Revise the passage of the post on the NZ share market that starts with "In the end NZ" and goes on through "to settle overseas.", changing "bargain" to "discount".

-- TEXT start --

Originally Posted by
skid
i understand your sentiments.The NZ share market has not had that 10% correction so why get twitchy?--Well because the US and other overseas stock markets have had that 10% correction and we live in a world of globalization.So while it has'nt happened here ,it is a good time to exercise caution.
There is more than one way to do this and it doesnt necessarily mean selling everything--But you should be monitoring if you take it seriously.
In the end NZ is just a tiny little market that couldnt compete with Los Angles county so a stupid decision somewhere in another part of the world can ,unfortunately have a major affect on us.
you can adopt the opposite approach and buy up,hoping for a bargain but at this stage many would say that you are playing longer odds than waiting for things to settle overseas.
IMO everything operates within a framework -so you may have a good share that operates in the NZ share market worth just over 18,000,000---Whats to say you wont end up owning a good share in a NZ share market worth 15,000,000(because of dumb things happening overseas)--My guess is that the SP would have gone down,even though it rates just as good compared to the rest of the share market and is still a good company doing good things.

-- TEXT end --
-- ITEMS start --

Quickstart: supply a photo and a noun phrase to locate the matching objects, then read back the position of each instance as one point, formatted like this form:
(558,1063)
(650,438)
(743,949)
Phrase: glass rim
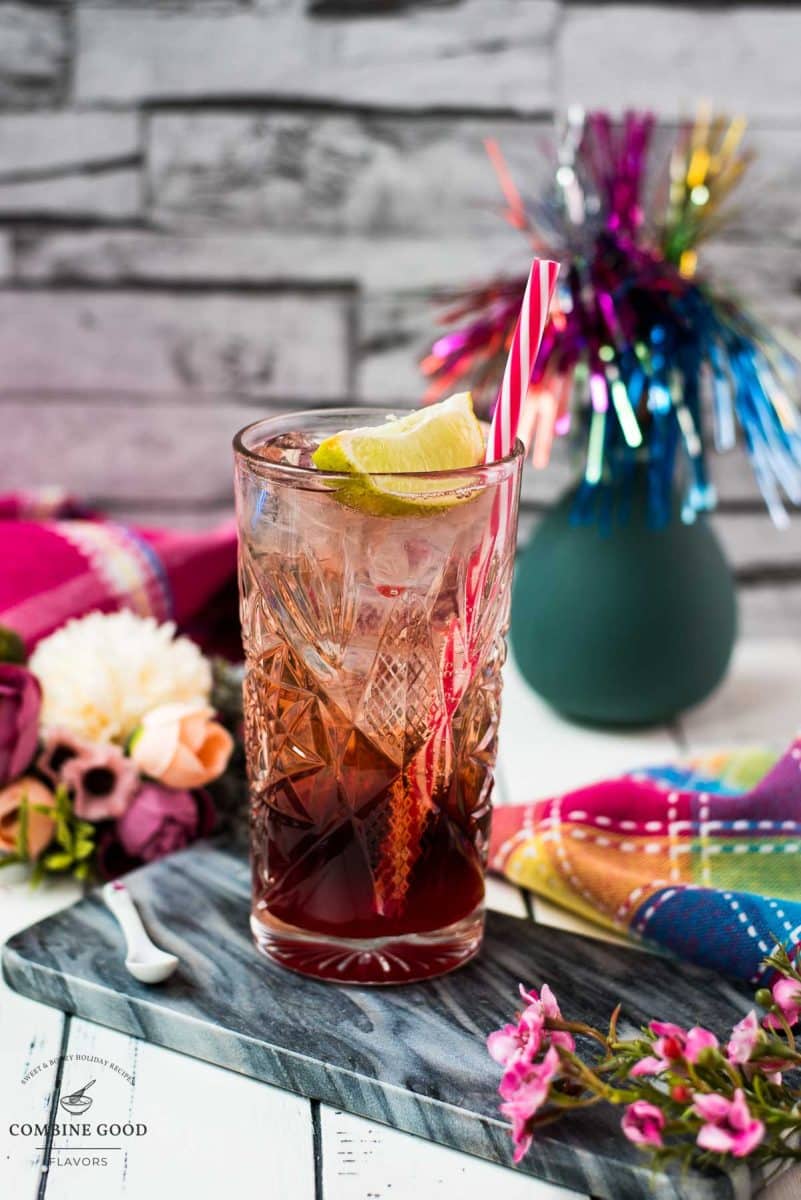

-- ITEMS end --
-- ITEMS start --

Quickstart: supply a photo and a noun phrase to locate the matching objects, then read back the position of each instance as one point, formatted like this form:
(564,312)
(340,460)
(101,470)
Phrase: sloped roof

-- ITEMS end --

» REPLY TO THE TASK
In the end NZ is just a tiny little market that couldnt compete with Los Angles county so a stupid decision somewhere in another part of the world can ,unfortunately have a major affect on us.
you can adopt the opposite approach and buy up,hoping for a discount but at this stage many would say that you are playing longer odds than waiting for things to settle overseas.